::: Task material

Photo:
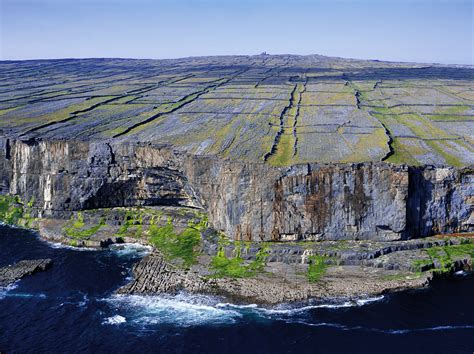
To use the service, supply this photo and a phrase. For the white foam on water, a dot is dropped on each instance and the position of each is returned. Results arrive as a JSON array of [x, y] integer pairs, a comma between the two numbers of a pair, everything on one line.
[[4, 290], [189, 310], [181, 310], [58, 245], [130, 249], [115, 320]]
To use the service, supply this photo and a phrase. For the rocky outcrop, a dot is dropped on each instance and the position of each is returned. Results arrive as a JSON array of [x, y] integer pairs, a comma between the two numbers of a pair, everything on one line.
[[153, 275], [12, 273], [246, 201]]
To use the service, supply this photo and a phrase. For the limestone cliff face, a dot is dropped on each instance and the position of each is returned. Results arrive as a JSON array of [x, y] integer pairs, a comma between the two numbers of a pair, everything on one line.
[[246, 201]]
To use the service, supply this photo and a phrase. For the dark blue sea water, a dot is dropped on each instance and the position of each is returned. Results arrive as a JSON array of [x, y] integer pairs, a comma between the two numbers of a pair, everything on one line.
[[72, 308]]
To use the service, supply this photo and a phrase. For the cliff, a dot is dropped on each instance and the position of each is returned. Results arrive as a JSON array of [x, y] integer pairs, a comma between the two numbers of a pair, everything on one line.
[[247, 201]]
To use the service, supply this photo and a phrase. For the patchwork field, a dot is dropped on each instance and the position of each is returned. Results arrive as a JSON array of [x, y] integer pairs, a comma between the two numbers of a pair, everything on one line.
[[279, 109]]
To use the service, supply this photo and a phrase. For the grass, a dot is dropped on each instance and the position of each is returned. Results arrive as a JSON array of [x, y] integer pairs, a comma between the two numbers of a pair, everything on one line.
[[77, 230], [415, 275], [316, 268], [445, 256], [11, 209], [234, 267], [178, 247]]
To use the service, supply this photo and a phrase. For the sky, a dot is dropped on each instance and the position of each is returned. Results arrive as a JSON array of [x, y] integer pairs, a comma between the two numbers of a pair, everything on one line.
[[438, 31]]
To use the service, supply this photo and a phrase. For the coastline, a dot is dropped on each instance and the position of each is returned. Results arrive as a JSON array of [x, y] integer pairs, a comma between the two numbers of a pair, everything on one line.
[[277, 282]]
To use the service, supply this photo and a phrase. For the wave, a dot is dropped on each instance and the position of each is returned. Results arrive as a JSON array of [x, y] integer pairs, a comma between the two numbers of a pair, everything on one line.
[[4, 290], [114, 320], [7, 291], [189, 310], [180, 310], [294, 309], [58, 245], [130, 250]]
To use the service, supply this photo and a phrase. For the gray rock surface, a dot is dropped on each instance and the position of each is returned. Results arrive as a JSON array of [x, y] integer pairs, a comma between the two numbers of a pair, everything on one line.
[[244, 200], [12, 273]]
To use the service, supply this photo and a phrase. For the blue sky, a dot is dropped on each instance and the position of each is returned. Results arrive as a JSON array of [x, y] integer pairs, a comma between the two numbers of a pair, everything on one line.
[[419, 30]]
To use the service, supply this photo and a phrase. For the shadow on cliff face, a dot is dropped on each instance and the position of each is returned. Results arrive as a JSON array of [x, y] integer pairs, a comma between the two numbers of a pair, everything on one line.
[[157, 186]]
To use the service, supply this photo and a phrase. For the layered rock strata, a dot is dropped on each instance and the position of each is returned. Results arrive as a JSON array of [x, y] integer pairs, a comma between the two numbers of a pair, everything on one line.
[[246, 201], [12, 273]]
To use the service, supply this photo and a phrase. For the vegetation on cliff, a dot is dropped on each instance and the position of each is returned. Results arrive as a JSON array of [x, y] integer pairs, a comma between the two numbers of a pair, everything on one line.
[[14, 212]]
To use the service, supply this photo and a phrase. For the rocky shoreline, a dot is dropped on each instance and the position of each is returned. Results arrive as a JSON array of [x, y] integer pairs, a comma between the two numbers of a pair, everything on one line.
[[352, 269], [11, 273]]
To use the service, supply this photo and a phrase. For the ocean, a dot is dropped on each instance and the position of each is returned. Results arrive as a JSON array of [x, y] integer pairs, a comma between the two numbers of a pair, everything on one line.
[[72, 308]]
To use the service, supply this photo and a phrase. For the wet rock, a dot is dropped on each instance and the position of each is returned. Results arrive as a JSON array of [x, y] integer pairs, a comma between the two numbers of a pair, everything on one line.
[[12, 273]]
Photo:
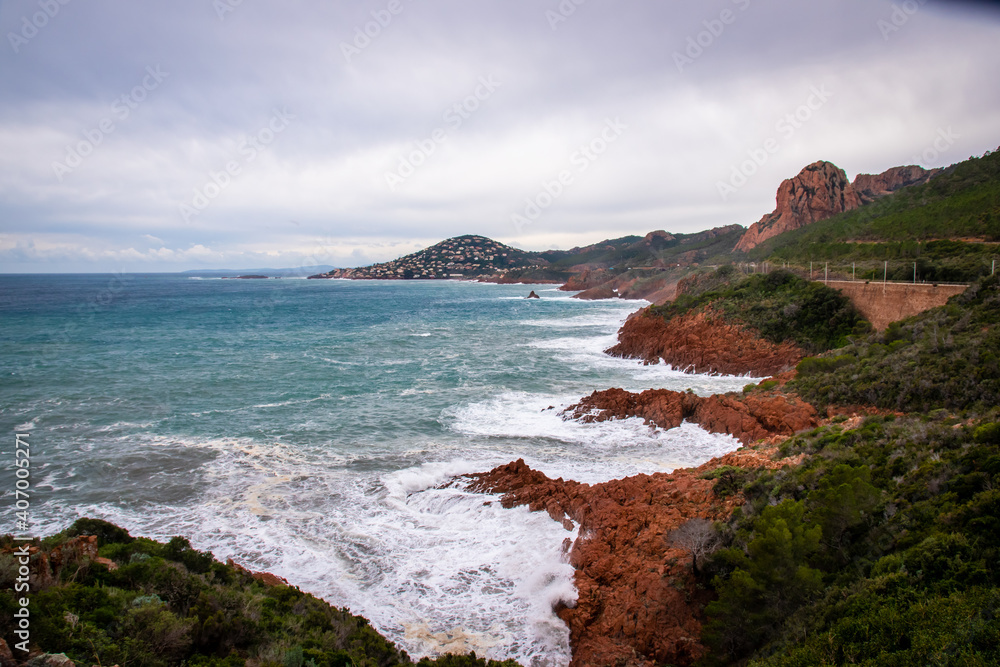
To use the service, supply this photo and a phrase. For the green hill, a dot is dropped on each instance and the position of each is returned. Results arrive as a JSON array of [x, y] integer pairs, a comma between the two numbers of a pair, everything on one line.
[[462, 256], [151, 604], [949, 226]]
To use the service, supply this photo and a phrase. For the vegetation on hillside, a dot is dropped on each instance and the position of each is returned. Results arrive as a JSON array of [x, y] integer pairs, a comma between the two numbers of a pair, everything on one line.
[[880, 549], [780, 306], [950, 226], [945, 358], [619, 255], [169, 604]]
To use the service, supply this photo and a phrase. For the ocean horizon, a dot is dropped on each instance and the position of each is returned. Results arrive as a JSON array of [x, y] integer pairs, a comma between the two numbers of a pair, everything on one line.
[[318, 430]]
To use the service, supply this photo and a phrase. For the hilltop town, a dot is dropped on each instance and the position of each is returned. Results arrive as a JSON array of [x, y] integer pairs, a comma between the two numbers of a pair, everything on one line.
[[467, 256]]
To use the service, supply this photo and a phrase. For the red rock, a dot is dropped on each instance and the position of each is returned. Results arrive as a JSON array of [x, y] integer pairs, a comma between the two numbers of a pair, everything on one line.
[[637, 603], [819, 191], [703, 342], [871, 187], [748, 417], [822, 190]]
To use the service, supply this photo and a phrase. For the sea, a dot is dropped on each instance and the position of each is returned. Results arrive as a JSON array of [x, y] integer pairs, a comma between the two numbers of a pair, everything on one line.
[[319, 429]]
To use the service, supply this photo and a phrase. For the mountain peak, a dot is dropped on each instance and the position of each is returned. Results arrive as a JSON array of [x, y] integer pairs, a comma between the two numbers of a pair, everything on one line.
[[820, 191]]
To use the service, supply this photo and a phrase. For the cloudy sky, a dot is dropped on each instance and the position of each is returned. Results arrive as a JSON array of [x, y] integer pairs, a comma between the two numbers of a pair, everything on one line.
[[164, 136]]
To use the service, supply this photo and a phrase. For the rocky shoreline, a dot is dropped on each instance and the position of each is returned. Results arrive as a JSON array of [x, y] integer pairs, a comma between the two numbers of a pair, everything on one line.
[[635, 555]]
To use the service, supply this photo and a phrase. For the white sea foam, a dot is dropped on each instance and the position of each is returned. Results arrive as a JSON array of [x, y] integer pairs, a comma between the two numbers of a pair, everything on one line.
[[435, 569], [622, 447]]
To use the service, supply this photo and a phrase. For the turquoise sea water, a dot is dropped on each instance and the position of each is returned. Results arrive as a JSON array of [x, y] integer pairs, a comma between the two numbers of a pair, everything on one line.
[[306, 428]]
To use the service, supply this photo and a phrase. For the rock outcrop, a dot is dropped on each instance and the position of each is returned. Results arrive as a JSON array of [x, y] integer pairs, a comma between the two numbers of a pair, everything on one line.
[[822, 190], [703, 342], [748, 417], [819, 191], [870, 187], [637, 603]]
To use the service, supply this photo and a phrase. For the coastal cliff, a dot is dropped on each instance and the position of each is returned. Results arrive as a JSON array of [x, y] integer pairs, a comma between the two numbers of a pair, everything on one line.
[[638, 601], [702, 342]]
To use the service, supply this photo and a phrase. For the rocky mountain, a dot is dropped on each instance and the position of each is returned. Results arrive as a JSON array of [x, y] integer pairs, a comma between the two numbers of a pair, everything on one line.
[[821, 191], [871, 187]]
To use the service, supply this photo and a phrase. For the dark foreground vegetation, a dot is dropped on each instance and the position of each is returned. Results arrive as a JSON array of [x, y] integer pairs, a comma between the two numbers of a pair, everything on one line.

::::::

> **Given exercise**
Reproduce the records, all of them, word for word; omit the pictures.

> **Solution to this task**
Photo:
To use the service, supply this photo and a phrase. For the white foam on water, a dot is dropped on each instance and the position of each is returned. Results arrive as a JSON array of [x, y] integer pairs, a comma between the two numbers of a pair, everything on one line.
[[4, 290], [189, 310], [181, 310], [58, 245], [130, 249], [115, 320]]
To use the service, supply this photo and a phrase. For the rocky outcrop, a dot is dropped on each instance and the position of each is returned. Results arrive as a JSON array of [x, y] integer pairs, a comma between the two numbers of a pair, everything on one line.
[[153, 275], [12, 273], [246, 201]]
To use the service, supply this photo and a phrase. For the limestone cliff face, a dot is dropped on each instance and the position of each is returned. Results arrive as a JSON array of [x, y] integer pairs, a comma between the two numbers of a pair, everything on one line.
[[246, 201]]
To use the service, supply this photo and a phrase. For the dark blue sea water, a dot is dropped on each instance and the position of each is returned. Results arrive as a JSON array of [x, y] integer pairs, a comma between the two numbers of a pair, everything on one line.
[[72, 308]]
To use the service, supply this photo and a phrase. For the cliff, a dot is dropped on each instance and the position of each is returned. Results arrive as a JSON array of [x, y] integer pairs, a comma between the two numbers of a pair, everything on one line.
[[247, 201]]
To use the service, supply this photo and a phrase. For the patchwork field, a dot is dropped on each instance and the position of each is returned. Results arrive as a JSON array of [x, y] integer pairs, a comma between the two numbers of a pair, everything on one line.
[[279, 109]]
To use the service, supply this photo and a phrase. For the grass, a dot is dropped on each instance and the position of each is returned. Results arrive as a JSON array of [x, y] integer pairs, a comma between the two numbers of a pair, everything on one line.
[[77, 230], [415, 275], [316, 268], [445, 256], [11, 209], [234, 267], [178, 247]]
To use the service, supply this photo and a phrase. For the sky, a dot is dropped on each instance and the position of each is returned. Results arrive as a JSON array of [x, y] integer pairs, a comma between the two numbers of a pair, everything on one line.
[[438, 31]]
To use the service, supply this photo and a phrase. For the coastline, a dot is dropped on each instance and the position of each is returned. Results arrive as a JSON array of [x, y] integer pairs, a comma between the two numbers of a pair, everything on one line.
[[277, 282]]
To use the service, supply this photo and a phrase. For the wave, a dot is dropped on each instance and the position of each is returned. Results arrive as a JSON array of [x, y] integer pairs, a comma between the two numbers of a pair, everything on one line.
[[4, 290], [114, 320], [7, 291], [189, 310], [180, 310], [294, 309], [58, 245], [130, 250]]
To use the service, supply this photo and a phrase. For the gray rock surface, a dot is dropped on each instance and the position of each is returned. Results arrive as a JSON array of [x, y] integer pairs, a comma between the two numbers of a pair, everything on one line.
[[244, 200], [12, 273]]
To use the service, supply this photo and a phrase. For the blue sky, a dot is dropped on each instance and the position of each is returned. Results arrive as a JSON array of [x, y] integer pairs, a comma between the two numbers of a pair, everything on one line.
[[419, 30]]
To use the service, supply this photo and a phrase. For the shadow on cliff face, a dot is dropped on each instance and the position of each is returned. Results arrive as a JSON array of [x, y] integer pairs, a comma between the two numbers of a pair, everything on one line.
[[157, 186]]
To use the service, supply this photo and a phrase. For the layered rock strata, a dot is dropped on each instance and the position of each is returned. Results arrive as a JSON array of [x, y] integer pairs, a comma between the two numbers of a pair, everything on one line.
[[246, 201], [12, 273]]
To use the service, supply this photo and a phrase. For the vegetation on cliff, a dot is dropped on each instance and the position of each is returned. Results arrive as a JSON array of [x, y] integer pairs, a comma between the two numbers of a pair, everything on one line.
[[14, 212]]
To use the service, supply this photo and a phrase. For the rocky shoreline, a dot is dropped on each instance and the position of each is returned. Results arrive as a JSON array of [x, y] integer pairs, a comma between the two numbers of a pair, everything on one line.
[[352, 269], [11, 273]]
To use the service, supply this photo and a phrase. For the ocean, a dot is dropped on each instance and the position of each is returned. Results arrive as a JSON array of [x, y] integer pairs, a comma between the two numbers of a pair, everything on one line.
[[72, 308]]
To use the service, supply this photo and a phrase. For the wet rock, a dot is dropped on each instance and the position of each is returned. Results arrive as a JSON array of [x, y] integer pairs, a comma between the two numbers of a pair, everything on one line.
[[12, 273]]
Photo:
To use the service, supply this photo and a phrase. For the green hill, a dot is dropped on each instance and the position of each is returned. Results arrive as a JSON array of [x, y] integer pairs, a comma between the two numbers of a pair, everything on one line.
[[462, 256], [151, 604], [949, 226]]
To use the service, supply this photo and a phrase. For the vegetation on hillside, a dot is dropped on each instance and the position of each is returned. Results arrive as a JSON array of [x, y] integer pairs, a comma between the two numbers of a pair, everything on one line.
[[880, 549], [780, 306], [950, 226], [945, 358], [619, 255], [169, 604]]
To use the service, supply this photo and a phrase. For the ocean horizon, a dot is dropped on each instance and the position of each is returned. Results arrive as a JSON array of [x, y] integer pairs, a comma between the two numbers of a pair, everything on one line.
[[318, 430]]
To use the service, supply this photo and a phrase. For the hilltop town, a dot is dropped on each instance and the position of each is returned. Results arrive as a JSON array of [x, y] integer pairs, a comma between the two numbers of a pair, everything on one line.
[[467, 256]]
To use the service, supply this photo and a phrase. For the red rock, a dot is dropped on each instance and the position of each is returned. Results arrive as a JSON array of [x, y] integer pairs, a comma between the two numbers of a pair, everything on one line.
[[637, 603], [819, 191], [703, 342], [871, 187], [748, 417], [822, 190]]
To use the service, supply this photo and a phrase. For the sea, a dot is dropped on each instance and the position of each is returned. Results arrive as a JSON array of [x, y] integer pairs, a comma between the two numbers of a pair, everything on one line.
[[319, 429]]
To use the service, supply this photo and a phrase. For the mountain peak, a dot is dropped on each instance and the position of each is returned. Results arrive as a JSON array of [x, y] integer pairs, a comma between the two numbers of a pair, everything on one line.
[[820, 191]]
To use the service, supply this photo and a phrase. For the cloudy sky, a dot is dropped on each instance and the position of each is returned. Results arrive as a JSON array of [x, y] integer pairs, a comma between the two numbers of a pair, everything on one line.
[[164, 136]]
To use the service, supply this photo and a phrase. For the rocky shoreline, a dot is dropped on each instance and the position of each is returned. Results arrive as a JSON array of [x, y] integer pairs, a comma between the two numbers of a pair, everything on one line.
[[635, 555]]
To use the service, supply this photo and a phrase. For the white sea foam, a dot is dropped on each instance and the position of each is returned. Results arrive as a JSON array of [x, y] integer pairs, a comma between the two numbers of a pair, everything on one line.
[[435, 569], [622, 447]]
To use the service, supply this photo and a phrase. For the turquoise sea water, a dot is dropped on each instance and the position of each is returned. Results arrive as a JSON array of [x, y] integer pairs, a comma between the two numbers of a pair, everything on one line.
[[306, 428]]
To use the service, supply this photo and a phrase. For the rock outcrop, a dot is dropped on each instance and the position of each is returned. Results arrive as a JSON array of [x, y] integer pairs, a comma between the two numbers of a pair, everything on one line.
[[822, 190], [703, 342], [748, 417], [819, 191], [870, 187], [637, 603]]
To use the service, supply this photo and a phrase. For the coastal cliff, a dot is dropped on each instance and the position of each is returned. Results arrive as a JSON array of [x, y] integer pairs, a comma between the two numbers of a pair, everything on one line.
[[638, 601], [702, 342]]
To use the service, supply this photo and a phrase. For the rocky mountain, a dot is dropped on each instance and the position of each is returned. Results arrive as a JSON array of [x, y] integer pairs, a comma between the two numbers of a pair, everything on one line.
[[821, 191], [871, 187]]
To use the service, supply this photo and a phrase. For the dark foreground vegetation, a dot is dropped on each instance and the position of each is returned. Results arrive as a JSON array of [x, y] integer pairs, a comma between the two numbers of a pair, everything on one line.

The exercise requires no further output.